_EXERCISE BRIEF_. Retype the entries. Match them exactly.

_DATA FOR ANALYSIS_.
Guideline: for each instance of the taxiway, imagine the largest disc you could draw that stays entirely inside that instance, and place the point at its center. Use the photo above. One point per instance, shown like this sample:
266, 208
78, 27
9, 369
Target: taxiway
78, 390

_ANSWER FOR THE TASK_.
Guideline: for each instance of the taxiway, imagine the largest disc you could draw that stays entirely inside that instance, and place the point at its center. Use the photo above. One point per instance, shown like this sample:
266, 208
78, 27
9, 369
Target: taxiway
78, 390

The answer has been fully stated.